# PASSAGE PROVIDED start

You will not have to redo QMB (BMQ); unless you have been out for over ten years.


----------



## krimynal (29 Jan 2014)

so many different version ...... would it be a good idea to call my Recruiting center tomorrow ?? see the best way with them ?


----------



## George Wallace (29 Jan 2014)

krimynal said:
			
		

> so many different version ...... would it be a good idea to call my Recruiting center tomorrow ?? see the best way with them ?



Once you have been enrolled into the Reserves, the CFRC has NOTHING to do with you.


----------



## krimynal (29 Jan 2014)

George Wallace said:
			
		

> Once you have been enrolled into the Reserves, the CFRC has NOTHING to do with you.


¸

good to know


----------



## krimynal (29 Jan 2014)

well I'll try to figure it out , and hopefully everything will turn out great


----------



## krimynal (30 Jan 2014)

is it true that if I asked my unit for a transfer they might make me wait longer just because I am asking a different job in the regular ?? and when I am waiting for the transfer , can I still apply for optional course ? like driver , comms , etc. ?

# PASSAGE PROVIDED end
# DATA RECORDS start

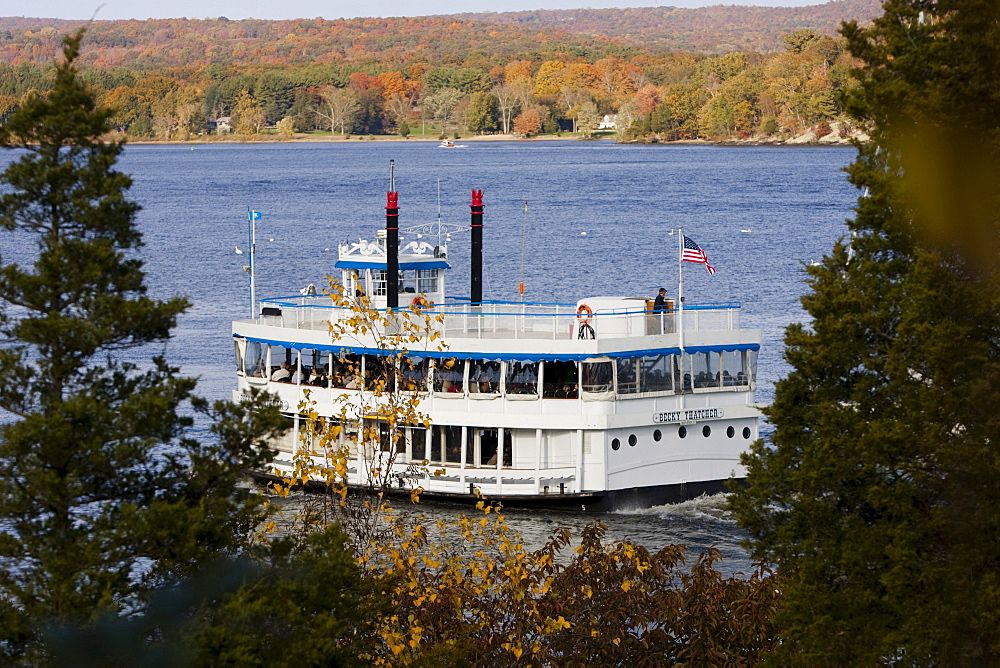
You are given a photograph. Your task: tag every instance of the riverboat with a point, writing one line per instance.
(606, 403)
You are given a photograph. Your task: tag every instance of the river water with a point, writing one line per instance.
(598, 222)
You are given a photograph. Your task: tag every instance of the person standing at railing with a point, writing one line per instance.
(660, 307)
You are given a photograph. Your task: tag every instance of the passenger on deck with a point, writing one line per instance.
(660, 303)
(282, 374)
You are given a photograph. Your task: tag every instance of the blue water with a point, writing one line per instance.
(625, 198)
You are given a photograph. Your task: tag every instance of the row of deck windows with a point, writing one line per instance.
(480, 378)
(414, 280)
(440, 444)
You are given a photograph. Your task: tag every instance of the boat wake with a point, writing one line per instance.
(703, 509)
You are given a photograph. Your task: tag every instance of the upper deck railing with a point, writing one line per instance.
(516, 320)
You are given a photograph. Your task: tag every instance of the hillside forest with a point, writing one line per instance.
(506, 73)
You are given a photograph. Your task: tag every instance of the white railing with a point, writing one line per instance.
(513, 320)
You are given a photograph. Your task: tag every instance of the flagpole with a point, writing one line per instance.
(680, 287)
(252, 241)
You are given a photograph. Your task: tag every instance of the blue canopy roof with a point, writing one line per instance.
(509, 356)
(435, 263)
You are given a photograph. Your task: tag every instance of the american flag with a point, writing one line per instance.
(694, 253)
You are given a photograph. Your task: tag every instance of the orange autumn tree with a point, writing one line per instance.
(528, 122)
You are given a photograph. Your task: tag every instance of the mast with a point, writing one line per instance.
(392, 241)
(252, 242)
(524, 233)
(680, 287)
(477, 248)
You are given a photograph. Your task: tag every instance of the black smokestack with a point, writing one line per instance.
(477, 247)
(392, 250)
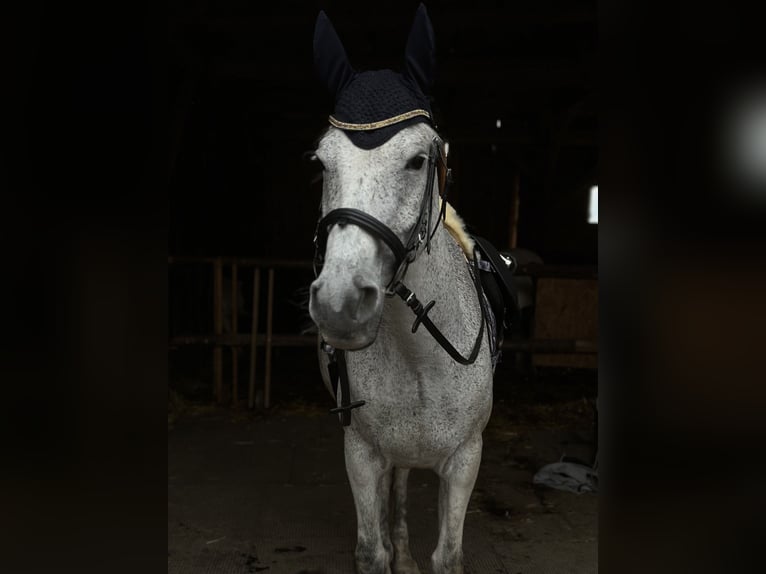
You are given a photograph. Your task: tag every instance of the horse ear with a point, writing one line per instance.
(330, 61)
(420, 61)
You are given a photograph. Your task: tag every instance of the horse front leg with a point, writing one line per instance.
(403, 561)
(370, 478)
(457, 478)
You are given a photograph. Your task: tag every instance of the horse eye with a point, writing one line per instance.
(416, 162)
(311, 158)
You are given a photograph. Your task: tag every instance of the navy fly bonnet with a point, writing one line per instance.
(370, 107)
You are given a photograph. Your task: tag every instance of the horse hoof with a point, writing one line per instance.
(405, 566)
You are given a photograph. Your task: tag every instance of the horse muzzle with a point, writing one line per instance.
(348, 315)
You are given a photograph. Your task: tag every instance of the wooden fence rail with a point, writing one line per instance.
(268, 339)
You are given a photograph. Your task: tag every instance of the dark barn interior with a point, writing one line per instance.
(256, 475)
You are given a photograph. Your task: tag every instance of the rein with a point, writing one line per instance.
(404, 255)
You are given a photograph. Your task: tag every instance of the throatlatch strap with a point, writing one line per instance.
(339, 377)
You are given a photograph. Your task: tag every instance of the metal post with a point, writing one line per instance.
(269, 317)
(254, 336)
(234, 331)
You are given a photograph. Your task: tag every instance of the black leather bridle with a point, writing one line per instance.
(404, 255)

# DATA RECORDS end

REQUIRED WORK:
1. In the forum thread about Reserve service, under what condition would someone have to redo QMB (BMQ)?
2. Translate this sentence from the forum thread about Reserve service into French: "Once you have been enrolled into the Reserves, the CFRC has NOTHING to do with you."
3. Reproduce the part of the forum thread about Reserve service starting at "well I'll try" and ending at "comms , etc. ?".
The lines can be set aside.

TASK-BY-TASK SOLUTIONS:
1. Only if they have been out for over ten years.

2. Une fois que vous êtes enrôlé dans la Réserve, le CFRC n'a RIEN à voir avec vous.

3.
well I'll try to figure it out , and hopefully everything will turn out great


----------



## krimynal (30 Jan 2014)

is it true that if I asked my unit for a transfer they might make me wait longer just because I am asking a different job in the regular ?? and when I am waiting for the transfer , can I still apply for optional course ? like driver , comms , etc. ?